**PROBLEM:**
Nothing outside the range is wanted. Repeat exactly the lines below from the one with "Target: tall tree trunk" through the one with "Target: man in green uniform".

========================

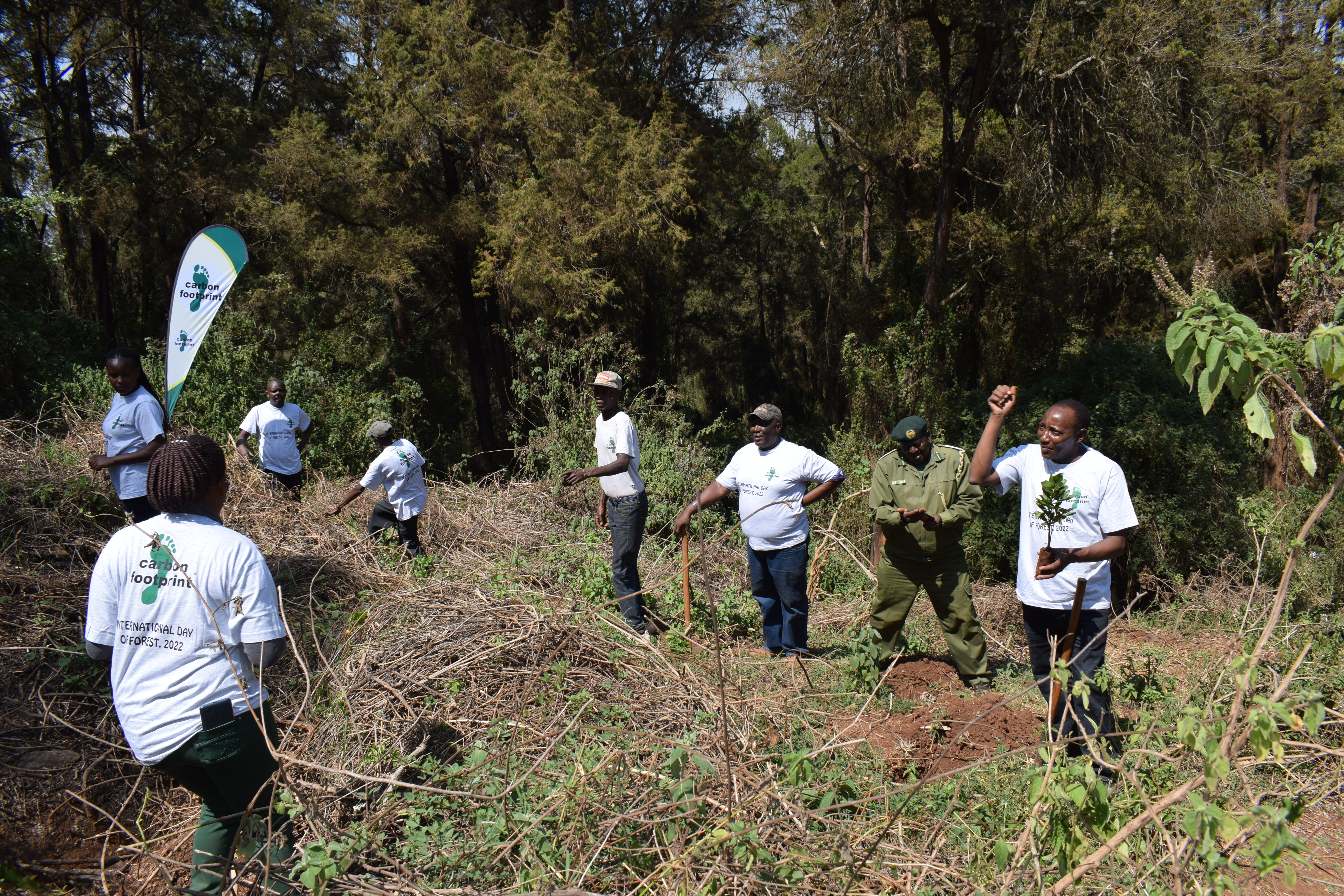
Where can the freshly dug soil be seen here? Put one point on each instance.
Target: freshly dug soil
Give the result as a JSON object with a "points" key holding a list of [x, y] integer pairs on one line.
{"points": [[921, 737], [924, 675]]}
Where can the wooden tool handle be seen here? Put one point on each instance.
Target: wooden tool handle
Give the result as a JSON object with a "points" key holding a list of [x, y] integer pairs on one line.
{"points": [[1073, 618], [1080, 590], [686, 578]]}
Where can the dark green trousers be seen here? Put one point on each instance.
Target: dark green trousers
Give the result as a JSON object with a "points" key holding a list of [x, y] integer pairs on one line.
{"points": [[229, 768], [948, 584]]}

========================

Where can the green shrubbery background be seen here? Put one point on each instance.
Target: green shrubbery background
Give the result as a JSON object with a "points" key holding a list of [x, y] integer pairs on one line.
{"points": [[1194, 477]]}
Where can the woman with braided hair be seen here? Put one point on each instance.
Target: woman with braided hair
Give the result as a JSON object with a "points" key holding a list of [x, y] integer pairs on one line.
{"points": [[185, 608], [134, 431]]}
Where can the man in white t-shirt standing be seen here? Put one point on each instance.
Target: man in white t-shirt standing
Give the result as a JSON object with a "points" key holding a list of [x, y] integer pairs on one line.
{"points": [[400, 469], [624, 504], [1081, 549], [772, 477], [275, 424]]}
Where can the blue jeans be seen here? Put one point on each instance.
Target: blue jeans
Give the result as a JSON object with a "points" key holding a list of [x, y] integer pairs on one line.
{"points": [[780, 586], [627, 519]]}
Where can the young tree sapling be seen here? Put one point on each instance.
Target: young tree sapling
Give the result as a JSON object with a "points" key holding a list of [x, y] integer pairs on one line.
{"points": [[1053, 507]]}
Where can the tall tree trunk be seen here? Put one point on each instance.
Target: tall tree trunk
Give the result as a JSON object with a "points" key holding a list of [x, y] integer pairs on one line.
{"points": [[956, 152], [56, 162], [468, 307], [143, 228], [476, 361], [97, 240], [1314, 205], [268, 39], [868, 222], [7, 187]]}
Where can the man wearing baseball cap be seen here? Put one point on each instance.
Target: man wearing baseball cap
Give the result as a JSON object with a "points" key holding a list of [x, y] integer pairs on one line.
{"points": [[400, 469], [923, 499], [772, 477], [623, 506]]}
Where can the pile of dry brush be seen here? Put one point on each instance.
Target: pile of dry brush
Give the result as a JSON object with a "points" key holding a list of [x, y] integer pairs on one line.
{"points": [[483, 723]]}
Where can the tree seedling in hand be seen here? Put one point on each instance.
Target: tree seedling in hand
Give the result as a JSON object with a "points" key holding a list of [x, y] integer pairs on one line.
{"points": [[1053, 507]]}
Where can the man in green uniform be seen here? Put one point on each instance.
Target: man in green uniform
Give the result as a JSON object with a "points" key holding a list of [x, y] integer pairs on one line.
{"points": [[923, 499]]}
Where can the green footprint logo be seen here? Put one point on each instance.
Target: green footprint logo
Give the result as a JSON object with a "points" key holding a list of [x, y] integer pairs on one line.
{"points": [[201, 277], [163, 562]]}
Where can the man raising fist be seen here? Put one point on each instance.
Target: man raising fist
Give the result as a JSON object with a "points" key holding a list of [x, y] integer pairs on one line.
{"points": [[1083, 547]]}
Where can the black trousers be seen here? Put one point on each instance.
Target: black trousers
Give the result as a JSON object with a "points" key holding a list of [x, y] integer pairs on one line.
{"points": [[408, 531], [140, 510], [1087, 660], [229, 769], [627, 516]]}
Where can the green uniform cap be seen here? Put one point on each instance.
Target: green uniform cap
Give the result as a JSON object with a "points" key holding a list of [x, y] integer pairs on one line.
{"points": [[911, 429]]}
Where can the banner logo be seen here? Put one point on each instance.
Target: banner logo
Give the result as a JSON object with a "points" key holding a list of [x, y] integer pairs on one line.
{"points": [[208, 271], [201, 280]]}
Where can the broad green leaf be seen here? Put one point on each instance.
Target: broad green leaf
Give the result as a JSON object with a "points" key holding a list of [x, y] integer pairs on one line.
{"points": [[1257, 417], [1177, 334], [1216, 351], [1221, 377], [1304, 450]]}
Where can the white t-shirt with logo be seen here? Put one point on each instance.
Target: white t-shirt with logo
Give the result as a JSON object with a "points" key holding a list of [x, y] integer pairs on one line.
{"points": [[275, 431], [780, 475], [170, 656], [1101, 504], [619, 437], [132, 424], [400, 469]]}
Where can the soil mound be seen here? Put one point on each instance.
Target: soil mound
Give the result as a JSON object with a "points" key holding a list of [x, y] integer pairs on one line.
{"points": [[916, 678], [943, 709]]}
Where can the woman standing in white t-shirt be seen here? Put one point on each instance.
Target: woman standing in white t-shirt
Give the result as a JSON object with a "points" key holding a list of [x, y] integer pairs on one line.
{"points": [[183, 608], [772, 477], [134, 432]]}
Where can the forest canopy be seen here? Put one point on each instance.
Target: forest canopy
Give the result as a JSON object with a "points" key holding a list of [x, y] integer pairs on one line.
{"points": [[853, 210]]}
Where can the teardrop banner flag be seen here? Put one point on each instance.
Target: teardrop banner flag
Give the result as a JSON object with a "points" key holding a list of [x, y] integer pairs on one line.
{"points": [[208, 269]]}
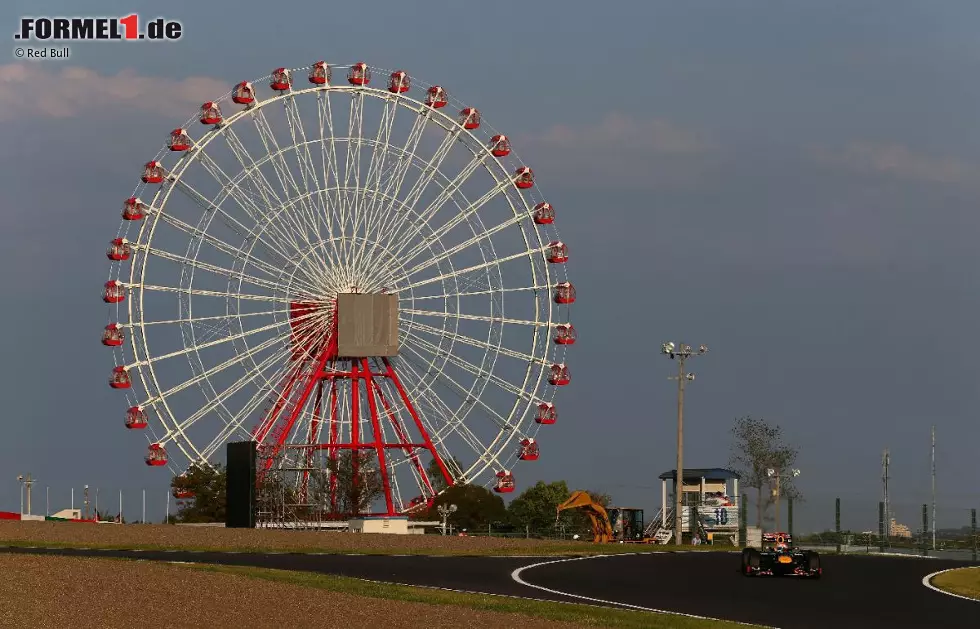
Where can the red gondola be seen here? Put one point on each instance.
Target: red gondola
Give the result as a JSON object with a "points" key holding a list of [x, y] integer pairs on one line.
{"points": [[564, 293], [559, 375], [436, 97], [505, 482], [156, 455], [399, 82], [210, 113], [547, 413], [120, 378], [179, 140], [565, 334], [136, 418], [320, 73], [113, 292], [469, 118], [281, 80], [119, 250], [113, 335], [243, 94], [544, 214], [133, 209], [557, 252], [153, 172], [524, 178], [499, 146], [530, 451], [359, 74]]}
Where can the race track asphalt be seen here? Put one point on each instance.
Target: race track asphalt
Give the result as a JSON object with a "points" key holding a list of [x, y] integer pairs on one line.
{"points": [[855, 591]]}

========================

**REPLY TO THE EXERCISE:**
Target: tall tree trunk
Give the result as a JSON object with a "points" key holding a list of [x, y] integer pairs on one line.
{"points": [[956, 152], [56, 162], [468, 307], [143, 228], [476, 361], [97, 240], [1314, 205], [268, 39], [868, 222], [7, 187]]}
Where can the man wearing baseball cap be seen here? Put one point on each instance.
Target: man wearing baseball cap
Give the result as a JSON object with a "points" key holding a list of [x, y] integer pairs on one line.
{"points": [[400, 469], [923, 499], [772, 477], [623, 506]]}
Where can the pile of dry brush be seen here? Put one point on each instance.
Target: pile of dry brush
Give the result as a JSON object with a "points" key holding a list of [x, y] integer pairs on one line.
{"points": [[483, 723]]}
Where can the tree seedling in hand be seen here? Put one point on each instance.
Target: tree seedling in hand
Give the result as a JSON object with a "points" key holding a list of [x, y] integer pairs on one line.
{"points": [[1053, 507]]}
Where can the man in green uniform be seen here? Put one point on each instance.
Target: man in green uniform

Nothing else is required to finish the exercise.